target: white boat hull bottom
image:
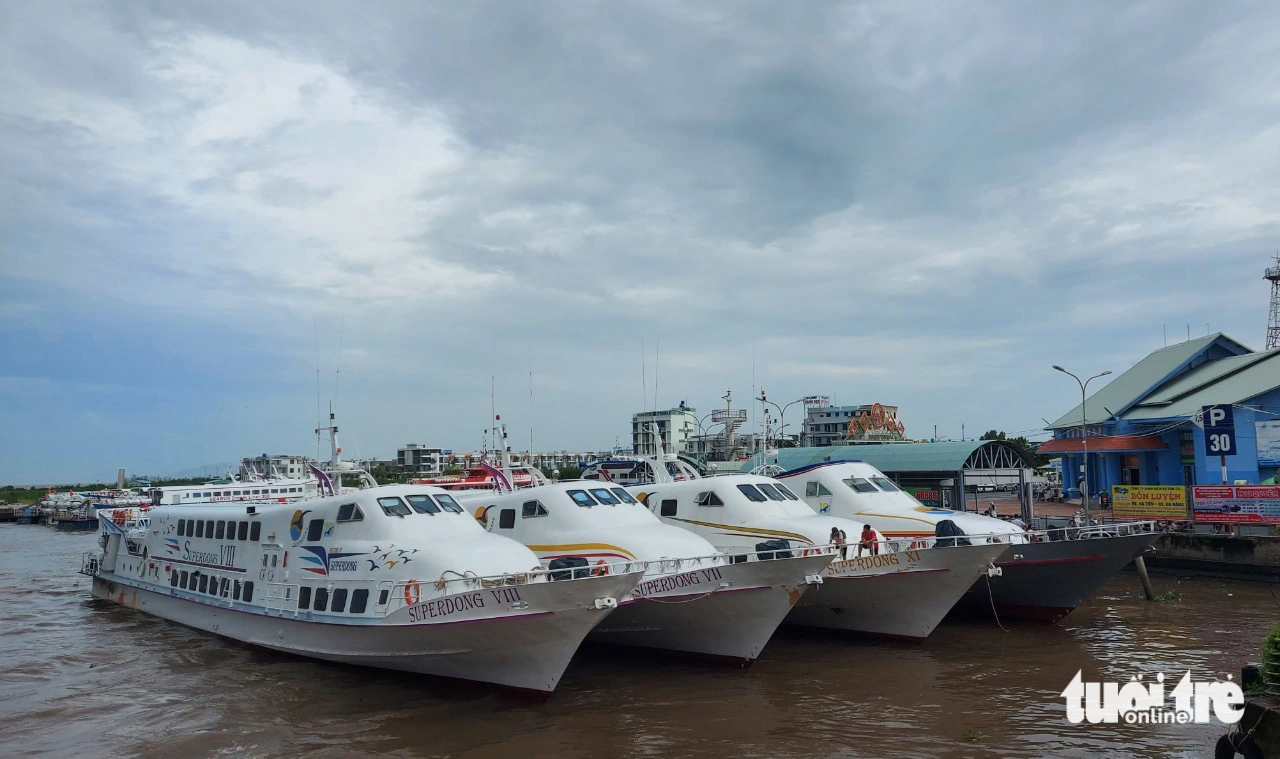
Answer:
[786,544,1009,641]
[93,575,635,692]
[590,557,829,666]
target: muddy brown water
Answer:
[0,525,1280,759]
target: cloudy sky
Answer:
[0,0,1280,483]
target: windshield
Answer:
[756,483,787,500]
[845,477,877,493]
[566,490,595,508]
[435,493,462,515]
[591,488,618,506]
[872,477,897,493]
[773,483,800,500]
[378,497,413,517]
[404,495,440,515]
[609,488,640,503]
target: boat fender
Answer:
[404,580,422,607]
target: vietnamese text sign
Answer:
[1192,485,1280,525]
[1111,485,1187,520]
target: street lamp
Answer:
[1053,364,1111,526]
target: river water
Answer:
[0,525,1280,758]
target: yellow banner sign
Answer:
[1111,485,1187,520]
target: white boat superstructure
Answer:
[457,481,831,664]
[630,475,1007,640]
[777,461,1156,622]
[82,485,640,692]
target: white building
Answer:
[241,453,311,480]
[396,443,452,475]
[631,401,698,456]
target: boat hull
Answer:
[93,573,637,692]
[786,544,1009,641]
[590,555,829,667]
[956,532,1160,622]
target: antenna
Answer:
[1262,253,1280,351]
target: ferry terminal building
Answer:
[1038,333,1280,498]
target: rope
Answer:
[987,575,1009,632]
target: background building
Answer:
[396,443,448,475]
[631,401,698,456]
[239,453,311,479]
[1038,333,1280,498]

########################################

Required work —
Copy every line of the records above exactly as it appears, leaving out the picture.

Written response —
target: white boat hull bottom
image:
Answer:
[786,544,1009,641]
[93,575,635,692]
[590,557,829,666]
target: muddy brown water
Answer:
[0,525,1280,759]
target: cloudy sky
Answer:
[0,0,1280,483]
target: windshield
Answer:
[756,483,787,500]
[845,477,877,493]
[566,490,595,508]
[435,493,462,515]
[591,488,618,506]
[872,477,897,493]
[773,483,800,500]
[378,497,413,517]
[404,495,440,515]
[609,488,640,503]
target: boat fender
Answer:
[404,580,422,607]
target: vietnamese text sign
Answer:
[1192,485,1280,525]
[1111,485,1187,520]
target: street lamp
Answer:
[1053,364,1111,526]
target: river water
Answer:
[0,525,1280,758]
target: yellow banner sign
Answer:
[1111,485,1187,520]
target: white boat superstructure
Answer:
[457,481,831,664]
[630,475,1007,640]
[777,461,1156,622]
[82,485,640,692]
target: white building
Answer:
[241,453,311,480]
[396,443,452,475]
[631,401,698,456]
target: boat hull
Answer:
[93,573,637,692]
[786,544,1009,641]
[590,555,829,667]
[956,532,1160,622]
target: antenna
Answer:
[1262,253,1280,351]
target: ferry terminal building
Answer:
[1038,333,1280,498]
target: rope
Answer:
[987,575,1009,632]
target: background building
Answer:
[396,443,448,475]
[631,401,698,456]
[239,453,311,479]
[1038,333,1280,498]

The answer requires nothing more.